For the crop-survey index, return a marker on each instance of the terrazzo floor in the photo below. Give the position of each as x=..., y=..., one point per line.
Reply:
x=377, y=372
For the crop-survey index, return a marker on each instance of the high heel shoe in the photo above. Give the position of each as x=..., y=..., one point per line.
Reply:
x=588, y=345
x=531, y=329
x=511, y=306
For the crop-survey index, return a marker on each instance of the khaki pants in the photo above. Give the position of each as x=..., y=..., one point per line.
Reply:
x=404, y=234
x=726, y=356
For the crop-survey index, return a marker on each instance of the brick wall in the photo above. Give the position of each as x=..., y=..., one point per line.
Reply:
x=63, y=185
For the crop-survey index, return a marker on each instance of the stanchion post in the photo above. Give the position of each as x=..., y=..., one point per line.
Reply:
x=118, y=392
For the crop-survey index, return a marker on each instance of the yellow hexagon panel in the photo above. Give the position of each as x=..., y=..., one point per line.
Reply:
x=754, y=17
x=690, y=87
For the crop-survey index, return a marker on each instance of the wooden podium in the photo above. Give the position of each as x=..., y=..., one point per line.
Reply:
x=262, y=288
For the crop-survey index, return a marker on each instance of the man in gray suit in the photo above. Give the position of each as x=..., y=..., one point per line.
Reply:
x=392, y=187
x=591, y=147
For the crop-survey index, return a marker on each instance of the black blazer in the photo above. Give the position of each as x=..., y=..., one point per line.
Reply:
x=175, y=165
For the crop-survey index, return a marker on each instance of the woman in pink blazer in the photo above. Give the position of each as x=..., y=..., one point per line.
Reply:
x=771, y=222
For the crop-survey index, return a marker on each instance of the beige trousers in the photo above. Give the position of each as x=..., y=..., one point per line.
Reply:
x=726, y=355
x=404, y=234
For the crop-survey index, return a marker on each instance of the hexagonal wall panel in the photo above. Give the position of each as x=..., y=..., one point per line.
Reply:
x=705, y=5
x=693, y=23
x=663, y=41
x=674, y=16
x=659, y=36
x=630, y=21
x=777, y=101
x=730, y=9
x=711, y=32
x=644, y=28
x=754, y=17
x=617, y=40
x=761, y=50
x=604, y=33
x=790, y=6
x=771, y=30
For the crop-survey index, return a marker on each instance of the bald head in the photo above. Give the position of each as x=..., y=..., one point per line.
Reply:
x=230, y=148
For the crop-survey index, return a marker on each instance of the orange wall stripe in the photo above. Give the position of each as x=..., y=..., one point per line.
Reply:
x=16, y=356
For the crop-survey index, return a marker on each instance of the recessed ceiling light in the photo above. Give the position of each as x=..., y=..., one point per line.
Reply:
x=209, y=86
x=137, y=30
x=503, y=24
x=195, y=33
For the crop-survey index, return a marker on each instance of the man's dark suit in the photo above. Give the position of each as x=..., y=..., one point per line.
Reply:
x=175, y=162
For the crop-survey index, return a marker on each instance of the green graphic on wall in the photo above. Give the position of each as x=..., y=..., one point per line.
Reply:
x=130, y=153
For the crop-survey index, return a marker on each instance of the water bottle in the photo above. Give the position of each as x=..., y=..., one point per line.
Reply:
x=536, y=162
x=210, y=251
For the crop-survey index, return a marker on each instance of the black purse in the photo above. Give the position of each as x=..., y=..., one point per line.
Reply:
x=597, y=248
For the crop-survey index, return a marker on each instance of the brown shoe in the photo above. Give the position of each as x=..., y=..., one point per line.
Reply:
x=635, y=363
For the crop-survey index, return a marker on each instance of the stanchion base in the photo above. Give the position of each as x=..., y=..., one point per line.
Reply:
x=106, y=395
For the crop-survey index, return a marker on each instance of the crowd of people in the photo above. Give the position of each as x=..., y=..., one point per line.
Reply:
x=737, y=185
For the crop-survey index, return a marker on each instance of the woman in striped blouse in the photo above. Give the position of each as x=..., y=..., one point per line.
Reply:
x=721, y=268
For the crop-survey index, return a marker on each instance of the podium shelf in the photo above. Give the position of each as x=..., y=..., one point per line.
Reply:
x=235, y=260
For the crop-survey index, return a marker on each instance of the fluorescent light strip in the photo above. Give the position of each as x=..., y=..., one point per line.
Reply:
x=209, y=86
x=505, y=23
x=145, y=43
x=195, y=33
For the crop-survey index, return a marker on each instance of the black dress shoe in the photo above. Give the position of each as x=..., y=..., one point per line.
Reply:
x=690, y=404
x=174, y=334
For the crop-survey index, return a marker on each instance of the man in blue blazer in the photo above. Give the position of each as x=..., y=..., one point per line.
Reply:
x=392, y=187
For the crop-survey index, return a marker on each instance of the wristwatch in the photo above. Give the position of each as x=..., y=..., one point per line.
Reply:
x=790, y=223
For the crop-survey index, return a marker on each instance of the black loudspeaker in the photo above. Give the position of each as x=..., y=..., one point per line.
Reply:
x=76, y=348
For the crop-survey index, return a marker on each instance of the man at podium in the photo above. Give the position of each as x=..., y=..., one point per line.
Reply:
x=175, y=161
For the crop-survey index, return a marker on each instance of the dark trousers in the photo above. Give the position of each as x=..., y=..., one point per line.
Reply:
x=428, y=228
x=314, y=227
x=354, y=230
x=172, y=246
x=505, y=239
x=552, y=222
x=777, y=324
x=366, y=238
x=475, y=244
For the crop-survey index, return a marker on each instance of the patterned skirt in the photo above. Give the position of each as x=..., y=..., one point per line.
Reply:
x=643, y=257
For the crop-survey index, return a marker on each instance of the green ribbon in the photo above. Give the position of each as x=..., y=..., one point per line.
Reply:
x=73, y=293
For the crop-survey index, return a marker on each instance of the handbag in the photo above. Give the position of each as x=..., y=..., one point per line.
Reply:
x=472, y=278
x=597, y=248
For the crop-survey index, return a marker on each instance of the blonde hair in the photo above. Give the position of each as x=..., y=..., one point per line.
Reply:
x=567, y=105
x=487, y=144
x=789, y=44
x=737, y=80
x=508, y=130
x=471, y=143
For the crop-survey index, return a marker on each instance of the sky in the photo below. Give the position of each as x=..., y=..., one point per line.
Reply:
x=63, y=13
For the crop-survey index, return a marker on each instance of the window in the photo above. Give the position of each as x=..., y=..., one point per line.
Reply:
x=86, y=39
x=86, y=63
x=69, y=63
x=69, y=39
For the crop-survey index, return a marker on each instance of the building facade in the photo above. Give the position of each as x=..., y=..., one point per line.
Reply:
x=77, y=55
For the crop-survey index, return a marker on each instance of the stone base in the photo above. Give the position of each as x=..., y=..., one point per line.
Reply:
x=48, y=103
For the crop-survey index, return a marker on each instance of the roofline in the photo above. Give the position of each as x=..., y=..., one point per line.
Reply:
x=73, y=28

Problem to work on
Copy the data line for line, starting at its first line and stopping after the line that contains "x=377, y=372".

The reply
For the crop-survey index, return a marker on each instance of the terrazzo floor in the photo below. Give the position of each as x=..., y=..., one point per line.
Reply:
x=377, y=372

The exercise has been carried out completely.